* **Work order**
All of the data below is to be repeated exactly, except for the pictures.
Supplied entries: Begin
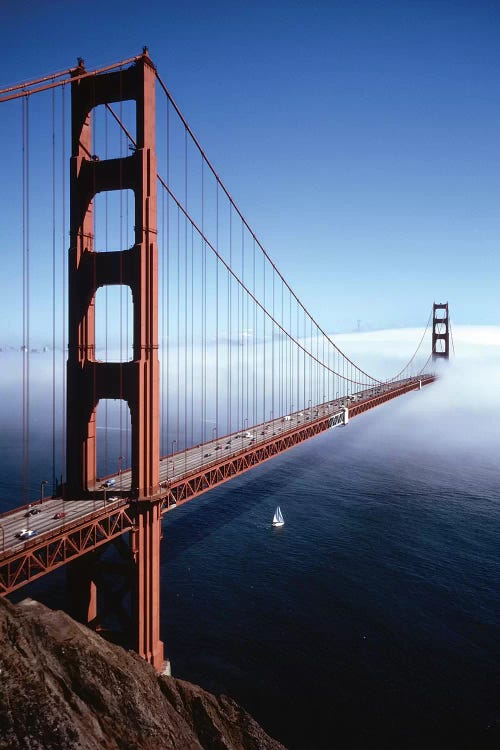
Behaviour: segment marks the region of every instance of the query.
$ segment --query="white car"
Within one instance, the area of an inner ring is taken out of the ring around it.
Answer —
[[[18,531],[16,536],[18,539],[30,539],[32,536],[36,536],[38,531],[36,529],[22,529]]]

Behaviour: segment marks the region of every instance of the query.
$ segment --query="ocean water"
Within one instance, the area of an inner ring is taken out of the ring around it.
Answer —
[[[499,412],[464,382],[168,514],[176,677],[235,698],[290,750],[500,747]],[[63,580],[13,598],[63,606]]]

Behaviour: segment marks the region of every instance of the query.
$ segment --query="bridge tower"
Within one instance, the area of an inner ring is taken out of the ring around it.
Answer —
[[[160,395],[158,360],[158,247],[155,151],[155,68],[147,50],[125,70],[80,77],[71,84],[71,200],[69,249],[69,333],[67,363],[68,499],[88,496],[97,480],[96,410],[100,399],[125,399],[132,428],[132,484],[137,501],[131,550],[135,648],[160,669],[159,637],[161,516],[159,492]],[[134,100],[137,148],[123,158],[92,153],[92,110]],[[135,196],[135,237],[131,248],[94,249],[93,199],[99,192],[130,189]],[[124,284],[133,300],[133,360],[95,358],[95,295],[101,286]],[[74,611],[96,617],[95,581],[85,556],[69,572]]]
[[[448,303],[434,302],[432,306],[432,359],[449,358],[450,320]]]

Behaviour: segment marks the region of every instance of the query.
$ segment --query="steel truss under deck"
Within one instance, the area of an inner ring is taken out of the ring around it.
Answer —
[[[83,521],[66,524],[44,537],[26,542],[24,549],[0,555],[0,595],[10,594],[77,557],[116,539],[135,527],[132,504],[123,500],[112,509],[96,511]],[[2,559],[3,557],[3,559]]]
[[[359,403],[353,403],[347,410],[348,418],[352,419],[376,406],[380,406],[386,401],[402,396],[409,391],[418,390],[421,385],[429,385],[434,380],[435,377],[433,375],[424,376],[421,379],[412,380],[410,383],[402,385],[399,388],[376,394]],[[346,412],[344,410],[334,415],[328,414],[313,422],[301,424],[299,427],[278,436],[270,437],[264,443],[259,443],[253,447],[250,446],[224,461],[199,470],[196,474],[166,483],[167,493],[162,500],[162,512],[165,513],[172,507],[192,500],[213,487],[217,487],[229,479],[243,474],[254,466],[258,466],[264,461],[268,461],[270,458],[274,458],[278,454],[294,448],[305,440],[309,440],[332,427],[337,427],[345,423]]]

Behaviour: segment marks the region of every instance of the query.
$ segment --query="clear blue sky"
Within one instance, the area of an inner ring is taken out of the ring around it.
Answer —
[[[0,40],[0,86],[147,44],[325,328],[425,325],[433,300],[500,322],[497,2],[19,0]]]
Supplied entries: End
* **Output for this exercise**
Behaviour: segment marks the region of every instance of the query.
$ segment --query="white car"
Within one instance, the area of an inner ring is taken out of the ring around it.
Answer —
[[[18,531],[16,536],[18,539],[30,539],[32,536],[36,536],[38,531],[36,529],[22,529]]]

Behaviour: segment marks the region of every instance of the query.
$ segment --query="ocean water"
Within one instance, the area of an inner ring is taken out of the ring around it.
Answer —
[[[499,412],[464,382],[168,514],[176,677],[235,698],[290,750],[500,747]],[[63,580],[13,598],[63,606]]]

Behaviour: segment marks the region of every instance of the query.
$ segment --query="bridge tower"
Within one instance, the area of an inner ring is taken out of the ring around it.
Answer —
[[[160,395],[158,360],[158,247],[155,151],[155,68],[147,50],[125,70],[80,77],[71,84],[71,200],[69,249],[69,333],[67,363],[68,499],[88,496],[97,480],[96,410],[100,399],[125,399],[132,428],[132,484],[137,501],[131,550],[135,648],[160,669],[159,637],[161,516],[159,492]],[[134,100],[137,148],[123,158],[92,153],[92,110]],[[135,196],[135,237],[131,248],[94,249],[93,199],[99,192],[130,189]],[[124,284],[133,300],[133,360],[95,358],[95,295],[101,286]],[[74,611],[96,617],[95,581],[85,556],[69,572]]]
[[[448,303],[434,302],[432,306],[432,359],[449,358],[450,320]]]

Behaviour: segment marks the region of every instance of the query.
$ segment --query="steel truss under deck"
Within one instance, the area of an inner ring is taken out of the ring around it.
Answer —
[[[83,521],[66,524],[44,537],[26,542],[24,549],[0,555],[0,595],[10,594],[77,557],[116,539],[135,527],[132,504],[123,500],[112,509],[96,511]],[[2,559],[3,557],[3,559]]]
[[[359,403],[353,403],[347,410],[348,418],[352,419],[376,406],[380,406],[386,401],[402,396],[409,391],[418,390],[421,385],[429,385],[434,380],[435,377],[433,375],[424,376],[421,379],[412,380],[410,383],[402,385],[399,388],[376,394]],[[346,412],[344,410],[334,415],[328,414],[313,422],[301,424],[299,427],[278,436],[270,437],[264,443],[259,443],[253,447],[250,446],[224,461],[199,470],[196,474],[166,483],[167,493],[162,500],[162,512],[165,513],[172,507],[192,500],[213,487],[217,487],[229,479],[243,474],[254,466],[258,466],[264,461],[268,461],[270,458],[274,458],[278,454],[294,448],[305,440],[309,440],[332,427],[337,427],[345,423]]]

Behaviour: segment marks the region of every instance of the query.
$ segment --query="clear blue sky"
Within one instance, the area of an inner ring is taken out of the ring around it.
Answer —
[[[0,40],[0,86],[147,44],[325,328],[425,325],[433,300],[500,322],[497,2],[19,0]]]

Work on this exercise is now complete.